* Begin Input data *

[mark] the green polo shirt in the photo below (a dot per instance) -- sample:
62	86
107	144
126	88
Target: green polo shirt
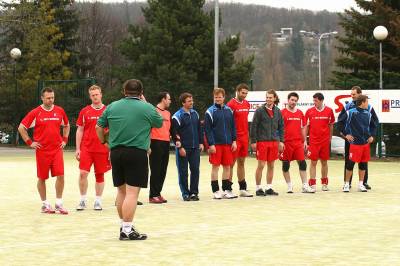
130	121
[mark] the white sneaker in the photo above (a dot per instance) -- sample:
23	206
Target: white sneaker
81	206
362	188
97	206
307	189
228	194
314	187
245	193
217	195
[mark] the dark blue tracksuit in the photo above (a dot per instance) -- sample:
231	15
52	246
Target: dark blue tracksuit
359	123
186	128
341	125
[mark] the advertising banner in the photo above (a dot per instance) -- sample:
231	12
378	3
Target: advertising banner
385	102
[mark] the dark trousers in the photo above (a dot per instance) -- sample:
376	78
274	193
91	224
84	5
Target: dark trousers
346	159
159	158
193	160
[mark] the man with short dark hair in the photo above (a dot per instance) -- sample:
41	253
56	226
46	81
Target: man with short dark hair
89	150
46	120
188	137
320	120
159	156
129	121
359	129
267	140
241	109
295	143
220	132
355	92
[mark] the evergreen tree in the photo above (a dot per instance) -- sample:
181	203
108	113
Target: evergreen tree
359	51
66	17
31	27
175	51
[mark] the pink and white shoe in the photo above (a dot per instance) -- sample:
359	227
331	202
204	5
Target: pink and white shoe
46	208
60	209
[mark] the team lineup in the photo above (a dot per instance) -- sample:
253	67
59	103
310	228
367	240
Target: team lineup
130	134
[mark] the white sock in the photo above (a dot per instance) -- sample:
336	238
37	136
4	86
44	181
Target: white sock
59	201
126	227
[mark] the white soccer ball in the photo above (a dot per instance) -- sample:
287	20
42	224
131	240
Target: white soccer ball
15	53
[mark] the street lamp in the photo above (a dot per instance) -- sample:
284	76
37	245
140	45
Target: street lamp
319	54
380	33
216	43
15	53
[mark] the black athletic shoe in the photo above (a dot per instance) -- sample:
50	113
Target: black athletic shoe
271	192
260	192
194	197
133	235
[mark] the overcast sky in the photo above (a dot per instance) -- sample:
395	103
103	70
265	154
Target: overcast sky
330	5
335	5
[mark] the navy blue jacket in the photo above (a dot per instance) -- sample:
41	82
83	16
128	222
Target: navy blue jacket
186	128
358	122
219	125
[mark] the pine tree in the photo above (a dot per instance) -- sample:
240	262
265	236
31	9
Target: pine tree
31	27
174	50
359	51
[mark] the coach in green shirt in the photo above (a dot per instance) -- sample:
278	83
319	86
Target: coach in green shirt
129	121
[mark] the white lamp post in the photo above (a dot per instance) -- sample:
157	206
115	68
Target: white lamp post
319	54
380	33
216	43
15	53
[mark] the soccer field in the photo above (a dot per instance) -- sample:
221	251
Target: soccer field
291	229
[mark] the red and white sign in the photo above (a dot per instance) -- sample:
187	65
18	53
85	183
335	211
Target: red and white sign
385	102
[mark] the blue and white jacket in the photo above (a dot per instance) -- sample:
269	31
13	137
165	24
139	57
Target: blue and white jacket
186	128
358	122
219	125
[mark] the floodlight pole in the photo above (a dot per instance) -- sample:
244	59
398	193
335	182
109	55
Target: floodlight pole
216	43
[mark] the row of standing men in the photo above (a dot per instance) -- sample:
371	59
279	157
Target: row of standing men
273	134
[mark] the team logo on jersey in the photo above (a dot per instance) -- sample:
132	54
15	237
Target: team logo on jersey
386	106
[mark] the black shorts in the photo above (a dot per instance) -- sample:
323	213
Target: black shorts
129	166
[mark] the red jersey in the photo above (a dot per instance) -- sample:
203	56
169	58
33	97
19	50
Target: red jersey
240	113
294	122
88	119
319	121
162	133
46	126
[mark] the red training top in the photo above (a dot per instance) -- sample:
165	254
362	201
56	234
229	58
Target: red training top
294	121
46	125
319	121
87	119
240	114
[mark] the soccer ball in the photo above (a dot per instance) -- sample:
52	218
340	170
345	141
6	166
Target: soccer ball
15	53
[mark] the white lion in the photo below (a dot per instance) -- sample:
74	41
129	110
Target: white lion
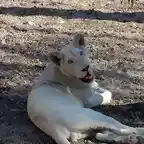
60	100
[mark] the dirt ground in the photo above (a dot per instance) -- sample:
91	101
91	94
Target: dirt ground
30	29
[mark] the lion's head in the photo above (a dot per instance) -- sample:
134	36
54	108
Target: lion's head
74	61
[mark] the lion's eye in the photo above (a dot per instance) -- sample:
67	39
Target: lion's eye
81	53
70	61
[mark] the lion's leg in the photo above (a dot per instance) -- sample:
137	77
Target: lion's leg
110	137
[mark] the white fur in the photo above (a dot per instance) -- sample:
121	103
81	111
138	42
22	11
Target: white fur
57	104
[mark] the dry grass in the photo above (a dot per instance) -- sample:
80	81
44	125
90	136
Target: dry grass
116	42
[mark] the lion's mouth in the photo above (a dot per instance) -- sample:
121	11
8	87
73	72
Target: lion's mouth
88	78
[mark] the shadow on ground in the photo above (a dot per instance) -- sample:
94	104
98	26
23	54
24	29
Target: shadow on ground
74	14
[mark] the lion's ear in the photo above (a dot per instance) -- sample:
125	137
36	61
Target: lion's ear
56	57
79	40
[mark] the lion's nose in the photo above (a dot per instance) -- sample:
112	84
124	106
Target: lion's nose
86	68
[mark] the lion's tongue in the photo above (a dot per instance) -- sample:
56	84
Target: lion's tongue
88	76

* End Input data *

- Problem description -
Reproduce every line above word for word, leaving out the pictures.

- Response to the task -
[mark] the green polo shirt in the photo below (a dot per instance) -- sample:
62	86
107	144
126	88
Target: green polo shirt
130	121
[mark] the white sneaker in the photo above (a dot per instance) -- sample:
23	206
Target: white sneaker
81	206
362	188
97	206
307	189
228	194
314	187
245	193
217	195
[mark] the dark blue tracksuit in the photo above (a dot per instance) -- sample:
231	15
52	246
Target: dark blue tracksuit
359	123
186	128
341	125
[mark] the advertising banner in the photo above (a dot per instance) -- sample:
231	12
378	3
Target: advertising banner
385	102
[mark] the dark trousers in the photo above (a dot per instance) -- sample:
376	78
274	193
91	224
84	5
Target: dark trousers
346	159
159	158
193	160
[mark] the man with short dark hair in the photo above (a dot per instance) -- sample:
41	253
56	226
46	81
Target: man with short dark hair
89	150
46	120
188	137
320	120
159	156
129	121
359	129
267	140
241	109
295	143
220	132
355	92
[mark] the evergreen tree in the photo above (a dot per instance) -- sample:
181	203
108	113
Target: evergreen tree
359	51
66	17
31	27
175	51
[mark] the pink and white shoe in the photo above (a dot per instance) -- sample:
359	227
331	202
204	5
Target: pink and white shoe
46	208
60	209
[mark] the team lineup in the photo above (a dot per instance) -- sample:
253	67
59	103
310	228
367	240
Target: team lineup
130	134
[mark] the white sock in the photo above (a dot per instance) -- sample:
336	238
37	136
4	86
44	181
Target: white sock
59	201
126	227
[mark] the white soccer ball in the photo above (a dot per instance) -- sample:
287	20
42	224
131	240
Target: white soccer ball
15	53
[mark] the street lamp in the photo above (a dot per instance) -- sample:
284	76
37	245
140	45
Target: street lamp
319	54
380	33
216	43
15	53
[mark] the black athletic shoe in the photo above (a dot per instance) -- sample:
50	113
Target: black athletic shoe
271	192
260	192
194	197
133	235
[mark] the overcast sky in the photo above (a dot per instance) -- sample:
395	103
103	70
265	154
Target: overcast sky
330	5
335	5
[mark] the navy blue jacket in the photo above (a dot per instance) -- sample:
41	82
83	16
128	222
Target: navy blue jacket
186	128
358	122
219	125
[mark] the pine tree in the photo above (a dot per instance) -- sample:
240	262
265	236
31	9
Target: pine tree
31	27
174	50
359	51
[mark] the coach in green shirt in the photo above (a dot per instance) -- sample:
278	83
319	86
Target: coach in green shirt
129	121
[mark] the white lamp post in the photo above (a dot per instance) -- sample:
157	206
115	68
Target: white lamp post
319	54
380	33
216	43
15	53
[mark] the soccer field in the photo above (a dot per instance) -- sample:
221	251
Target: soccer field
291	229
[mark] the red and white sign in the photo above (a dot per instance) -- sample:
187	65
18	53
85	183
335	211
Target: red and white sign
385	102
[mark] the blue and white jacket in the photo above (a dot per instance) -- sample:
269	31
13	137
165	24
139	57
Target: blue and white jacket
186	128
358	122
219	125
[mark] the floodlight pole in the photo above (a dot per instance) -- sample:
244	59
398	193
335	182
109	55
Target: floodlight pole
216	43
[mark] the row of standing men in the photo above (a dot per instance) -- sample:
371	59
279	157
Target: row of standing men
273	134
[mark] the team logo on jersey in the photo above (a dot per instance) -- sample:
132	54
15	237
Target: team logo on jersey
386	106
[mark] the black shorts in the photo above (a dot per instance) -- sample:
323	213
Target: black shorts
129	166
[mark] the red jersey in the photo above (a dot per instance) -- sample:
203	56
169	58
33	97
19	50
Target: red jersey
240	113
294	122
88	119
319	121
162	133
46	126
[mark] the red training top in the photo above (a dot per instance) -- sample:
165	254
362	201
56	234
229	58
Target: red training top
294	121
46	125
319	121
87	119
240	114
[mark] the soccer ball in the photo above (a dot per instance) -- sample:
52	218
340	170
345	141
6	166
Target: soccer ball
15	53
[mark] the white lion in the photo below (a dot per instance) -- sample:
74	41
129	110
Target: white lion
60	100
[mark] the dirt ground in the photo above (a dot per instance) -- sample:
91	101
91	94
Target: dirt ground
30	29
[mark] the lion's head in the photo above (a dot per instance) -- sample:
134	36
54	108
Target: lion's head
74	61
[mark] the lion's eye in the photo above (a dot per instance) -- sample:
67	39
Target: lion's eye
81	53
70	61
[mark] the lion's leg in the photo above (a dot per instance) -- sample:
137	77
Target: lion's leg
110	137
[mark] the white fur in the photo above (a dot per instance) -- sample:
121	103
81	111
138	42
22	11
Target: white fur
57	104
[mark] the dry grass in the photo above (a dot per instance) -- sample:
80	81
44	125
90	136
Target: dry grass
116	42
[mark] the lion's mouth in the photo above (a dot per instance) -- sample:
121	11
8	87
73	72
Target: lion's mouth
88	78
[mark] the shadow on ground in the photo above (a dot per instance) -- sample:
94	104
98	26
23	54
24	29
Target: shadow on ground
74	14
[mark] the lion's ear in the photo above (a dot per instance) -- sample:
125	137
36	61
Target: lion's ear
56	57
79	40
[mark] the lion's nose in the photo above (a dot per instance) -- sample:
112	84
124	106
Target: lion's nose
86	68
[mark] the lion's tongue in the photo above (a dot per instance) -- sample:
56	84
Target: lion's tongue
88	76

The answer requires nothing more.